What is needed: Format the lines of all the entries below as a JSON list of strings, one string per line, with blank lines omitted. Leave the pictures out of your answer.

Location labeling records
* BEGIN *
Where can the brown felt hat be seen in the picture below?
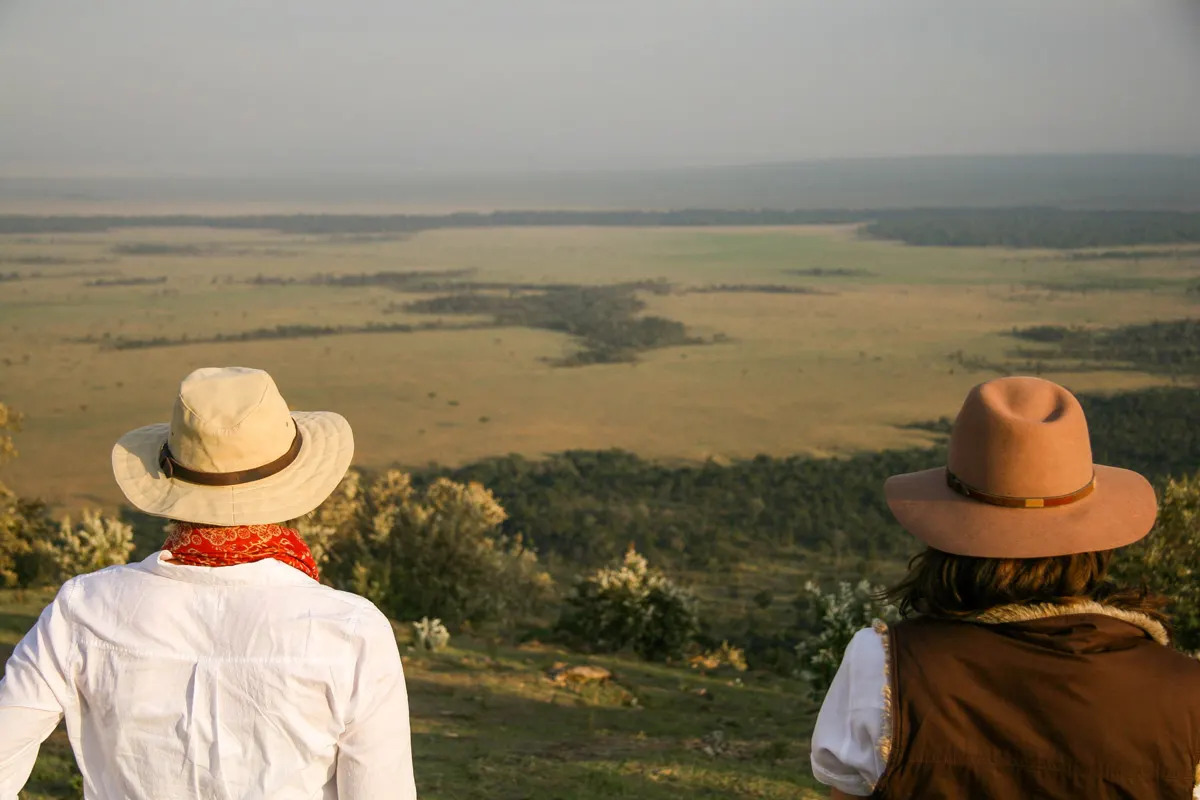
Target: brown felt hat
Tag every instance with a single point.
(1020, 482)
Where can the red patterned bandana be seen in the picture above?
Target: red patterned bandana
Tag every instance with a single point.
(197, 545)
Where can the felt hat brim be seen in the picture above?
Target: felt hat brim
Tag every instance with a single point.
(325, 453)
(1119, 512)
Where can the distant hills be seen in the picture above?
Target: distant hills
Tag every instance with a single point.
(1083, 181)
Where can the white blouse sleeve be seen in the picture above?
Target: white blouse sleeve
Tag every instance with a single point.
(846, 739)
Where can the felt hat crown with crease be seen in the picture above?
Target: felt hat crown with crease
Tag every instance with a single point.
(233, 453)
(1020, 482)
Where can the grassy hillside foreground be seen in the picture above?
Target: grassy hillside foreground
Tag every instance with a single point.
(489, 722)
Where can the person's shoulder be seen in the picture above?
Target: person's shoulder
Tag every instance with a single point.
(364, 612)
(865, 651)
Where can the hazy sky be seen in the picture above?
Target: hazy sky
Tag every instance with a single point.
(226, 86)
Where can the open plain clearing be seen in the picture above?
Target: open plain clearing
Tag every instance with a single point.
(833, 370)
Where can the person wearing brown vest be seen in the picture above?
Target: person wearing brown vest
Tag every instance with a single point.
(1019, 671)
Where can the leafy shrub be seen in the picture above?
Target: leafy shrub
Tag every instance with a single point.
(96, 542)
(832, 620)
(25, 525)
(725, 655)
(431, 635)
(1168, 560)
(432, 553)
(630, 605)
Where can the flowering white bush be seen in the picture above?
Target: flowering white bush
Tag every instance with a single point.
(435, 553)
(630, 605)
(833, 619)
(431, 635)
(96, 542)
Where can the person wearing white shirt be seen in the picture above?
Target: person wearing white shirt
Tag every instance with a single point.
(217, 667)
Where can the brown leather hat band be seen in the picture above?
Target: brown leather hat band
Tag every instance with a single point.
(173, 469)
(969, 491)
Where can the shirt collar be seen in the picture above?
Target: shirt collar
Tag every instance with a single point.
(265, 572)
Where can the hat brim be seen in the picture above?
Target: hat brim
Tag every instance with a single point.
(325, 453)
(1119, 512)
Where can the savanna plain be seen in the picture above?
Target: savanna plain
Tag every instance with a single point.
(447, 347)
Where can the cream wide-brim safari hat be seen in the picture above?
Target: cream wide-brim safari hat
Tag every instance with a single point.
(233, 453)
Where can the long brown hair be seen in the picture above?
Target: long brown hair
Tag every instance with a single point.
(960, 587)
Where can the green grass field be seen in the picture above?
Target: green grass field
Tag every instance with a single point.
(489, 723)
(820, 373)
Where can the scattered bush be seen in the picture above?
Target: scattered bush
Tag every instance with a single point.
(432, 553)
(630, 605)
(431, 635)
(832, 620)
(723, 656)
(1168, 560)
(96, 542)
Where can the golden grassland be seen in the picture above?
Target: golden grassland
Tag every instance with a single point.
(489, 723)
(817, 373)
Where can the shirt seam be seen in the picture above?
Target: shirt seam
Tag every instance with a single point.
(73, 650)
(196, 656)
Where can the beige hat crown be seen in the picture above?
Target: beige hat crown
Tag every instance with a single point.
(228, 420)
(233, 453)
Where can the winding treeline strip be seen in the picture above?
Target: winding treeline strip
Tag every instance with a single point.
(280, 332)
(1013, 227)
(588, 506)
(1170, 347)
(1035, 227)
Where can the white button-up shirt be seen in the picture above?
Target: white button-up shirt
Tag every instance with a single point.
(238, 683)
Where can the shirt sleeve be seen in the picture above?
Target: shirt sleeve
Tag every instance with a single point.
(846, 739)
(34, 693)
(375, 756)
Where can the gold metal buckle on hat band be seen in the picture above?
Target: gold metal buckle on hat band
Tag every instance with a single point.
(173, 469)
(969, 491)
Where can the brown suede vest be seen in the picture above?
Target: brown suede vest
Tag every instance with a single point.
(1081, 705)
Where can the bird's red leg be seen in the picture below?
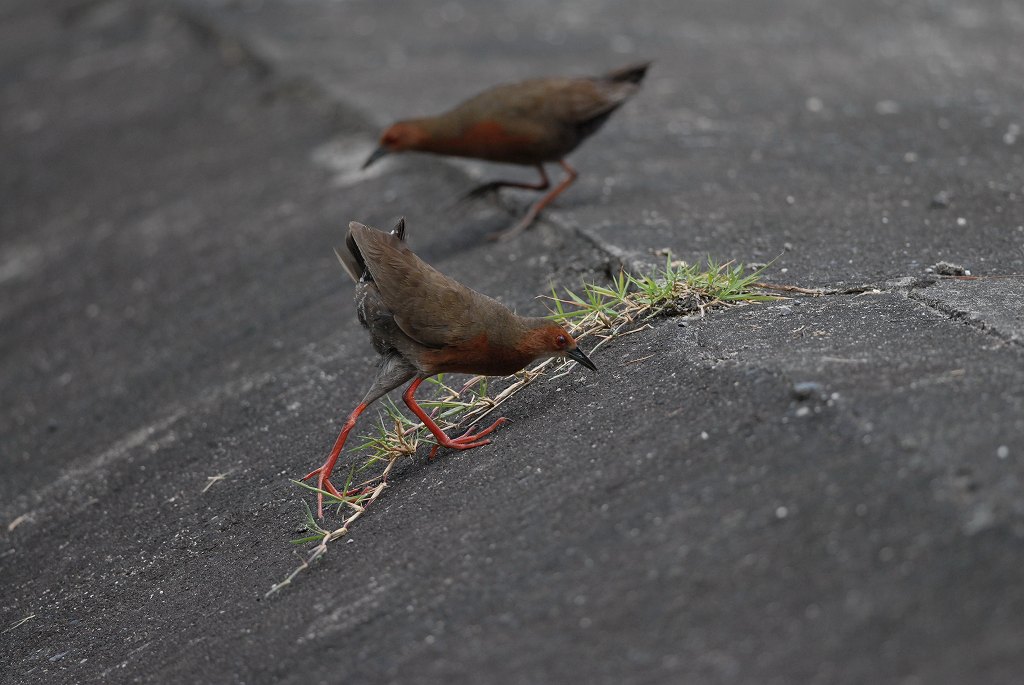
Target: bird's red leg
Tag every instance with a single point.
(540, 205)
(483, 189)
(465, 441)
(324, 472)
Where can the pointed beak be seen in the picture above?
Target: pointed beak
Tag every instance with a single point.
(378, 154)
(578, 355)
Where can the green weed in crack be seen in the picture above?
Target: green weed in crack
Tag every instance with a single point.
(603, 311)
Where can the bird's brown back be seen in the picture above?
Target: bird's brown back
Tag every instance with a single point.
(431, 308)
(529, 122)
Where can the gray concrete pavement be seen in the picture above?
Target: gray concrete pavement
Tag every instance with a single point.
(821, 489)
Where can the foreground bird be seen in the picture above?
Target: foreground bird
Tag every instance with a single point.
(528, 123)
(423, 323)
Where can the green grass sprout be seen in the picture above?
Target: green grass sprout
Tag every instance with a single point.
(605, 311)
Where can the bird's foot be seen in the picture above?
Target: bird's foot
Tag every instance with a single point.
(467, 440)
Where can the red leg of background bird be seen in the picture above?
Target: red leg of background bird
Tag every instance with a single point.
(324, 472)
(479, 190)
(462, 442)
(540, 205)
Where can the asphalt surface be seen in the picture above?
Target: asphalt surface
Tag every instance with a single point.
* END *
Exercise answer:
[
  "Where can the brown felt hat be seen in the picture below?",
  "Target: brown felt hat",
  "Tag every instance with a single point.",
  "(1020, 482)",
  "Where can the red patterned bandana be seen in the picture above?",
  "Target: red patterned bandana",
  "Tag every instance with a single point.",
  "(197, 545)",
  "Where can the felt hat brim be seen in the picture above?",
  "Target: felt hat brim",
  "Tag every instance with a single point.",
  "(325, 453)",
  "(1119, 512)",
  "Where can the distant hills be seen in the picture above?",
  "Target: distant hills",
  "Tag every instance with a single point.",
  "(1083, 181)",
  "Where can the white blouse sleeve be seen in the picture above?",
  "Target: white blouse sleeve",
  "Tag every instance with a single point.",
  "(846, 739)",
  "Where can the felt hat crown with crease be seen in the picture above?",
  "Target: felt hat crown with crease",
  "Tag every instance with a single point.",
  "(233, 453)",
  "(1020, 482)",
  "Where can the grassy hillside foreground be seen in the picture above?",
  "Target: grassy hillside foreground",
  "Tag every instance with a single point.",
  "(489, 722)",
  "Where can the person's shoulder be seen in the picture above?",
  "Target: person's shoulder",
  "Tag every instance with a single point.",
  "(364, 612)",
  "(865, 651)",
  "Where can the hazy sky be seen in the picture above?",
  "Target: hazy sky",
  "Tag every instance with a single point.",
  "(226, 86)",
  "Where can the open plain clearing be seen in the picture above?",
  "Target: open plain clearing",
  "Tag every instance with a single point.",
  "(833, 370)",
  "Where can the person wearing brown vest be seen in the picture above?",
  "Target: person wearing brown vest",
  "Tag every instance with a single point.",
  "(1019, 671)",
  "Where can the leafy shrub be seen in the picture above?",
  "Target: leafy shrub",
  "Tag every instance with a single point.",
  "(96, 542)",
  "(832, 620)",
  "(25, 525)",
  "(725, 655)",
  "(431, 635)",
  "(1168, 560)",
  "(432, 553)",
  "(630, 605)",
  "Where can the flowering white bush be seen in the picture above?",
  "Target: flowering white bush",
  "Tag every instance with a single point.",
  "(435, 553)",
  "(630, 605)",
  "(833, 619)",
  "(431, 635)",
  "(96, 542)",
  "Where can the person wearing white shirt be seen in the picture above?",
  "Target: person wearing white shirt",
  "Tag every instance with a single point.",
  "(217, 667)",
  "Where can the brown leather hat band be seen in the picture above?",
  "Target: brown leather hat band",
  "Tag every instance with a single point.",
  "(173, 469)",
  "(969, 491)",
  "Where can the shirt collar be seen in the picture above?",
  "Target: shirt collar",
  "Tag every instance with a single point.",
  "(265, 572)",
  "Where can the hat brim be seen in the picture above?",
  "Target: hat brim",
  "Tag every instance with a single point.",
  "(325, 453)",
  "(1119, 512)",
  "Where can the savanna plain be seen in the picture above?",
  "Target: savanna plain",
  "Tag every instance with a single point.",
  "(447, 347)",
  "Where can the cream wide-brim safari hat be seen in the picture above?",
  "Target: cream wide-brim safari hat",
  "Tag every instance with a single point.",
  "(233, 453)",
  "Where can the long brown hair be seen in the picture above?",
  "Target: long brown hair",
  "Tag every instance with a single point.",
  "(960, 587)",
  "Where can the green grass field be seen in the picture above?",
  "Target: green grass field",
  "Tag every instance with a single point.",
  "(489, 723)",
  "(820, 373)",
  "Where can the scattered bush be seen in the picture above?",
  "Target: scattered bush",
  "Tag every instance with a single point.",
  "(432, 553)",
  "(630, 605)",
  "(431, 635)",
  "(832, 620)",
  "(723, 656)",
  "(1168, 560)",
  "(96, 542)",
  "Where can the golden grassland be seen in the picture above?",
  "Target: golden grassland",
  "Tag every instance with a single point.",
  "(489, 723)",
  "(817, 373)",
  "Where can the shirt seam be seen in the picture above?",
  "Target: shirt seam",
  "Tag every instance with a single point.",
  "(73, 650)",
  "(196, 656)",
  "Where can the beige hat crown be seen in the picture above?",
  "Target: beige hat crown",
  "Tag every instance with a single point.",
  "(228, 420)",
  "(233, 453)",
  "Where can the winding treeline strip be seen in the picture above?",
  "Target: winding treeline strip",
  "Tag every instance with a single point.",
  "(280, 332)",
  "(1013, 227)",
  "(588, 506)",
  "(1170, 347)",
  "(1035, 227)",
  "Where can the white button-up shirt be seen in the picture above?",
  "Target: white button-up shirt",
  "Tag every instance with a single point.",
  "(238, 683)",
  "Where can the shirt sleeve be seen in the picture above?",
  "Target: shirt sleeve",
  "Tag every instance with a single point.",
  "(846, 739)",
  "(34, 693)",
  "(375, 756)",
  "Where can the gold metal buckle on hat band be seen in the picture above?",
  "Target: gold metal buckle on hat band",
  "Tag every instance with a single point.",
  "(173, 469)",
  "(969, 491)",
  "Where can the brown suede vest be seen in the picture above?",
  "Target: brown suede vest",
  "Tag every instance with a single point.",
  "(1081, 705)",
  "Where can the bird's red leg be seen in the picture below?",
  "Target: bird's red leg",
  "Tag every instance with a single point.",
  "(540, 205)",
  "(483, 189)",
  "(465, 441)",
  "(324, 472)",
  "Where can the pointed beak be seen in the picture above?",
  "Target: pointed beak",
  "Tag every instance with a single point.",
  "(378, 154)",
  "(578, 355)",
  "Where can the green weed in crack be seen in the picture above?",
  "Target: green weed in crack",
  "Tag every instance with a single point.",
  "(603, 311)",
  "Where can the bird's brown back be seen in the picture above?",
  "Target: bird's brown back",
  "Tag every instance with a single point.",
  "(431, 308)",
  "(529, 122)",
  "Where can the gray concrete pavement be seen in the picture above?",
  "Target: gray concrete pavement",
  "Tag every instance with a single point.",
  "(821, 489)",
  "Where can the foreground bird be seen in the picture above?",
  "Target: foreground bird",
  "Tag every instance with a single point.",
  "(528, 123)",
  "(423, 323)",
  "Where can the green grass sprout be seen in the picture above?",
  "Target: green grass sprout",
  "Tag every instance with a single point.",
  "(605, 311)",
  "Where can the bird's foot be seen in the picture above?",
  "Target: bird's foot",
  "Tag every instance with a single point.",
  "(467, 440)",
  "Where can the red leg of background bird be seen in the picture above?",
  "Target: red leg of background bird",
  "Tag every instance with a single point.",
  "(324, 472)",
  "(479, 190)",
  "(462, 442)",
  "(540, 205)",
  "Where can the asphalt surface be seen in the picture above?",
  "Target: asphalt surface",
  "Tag every instance with a single point."
]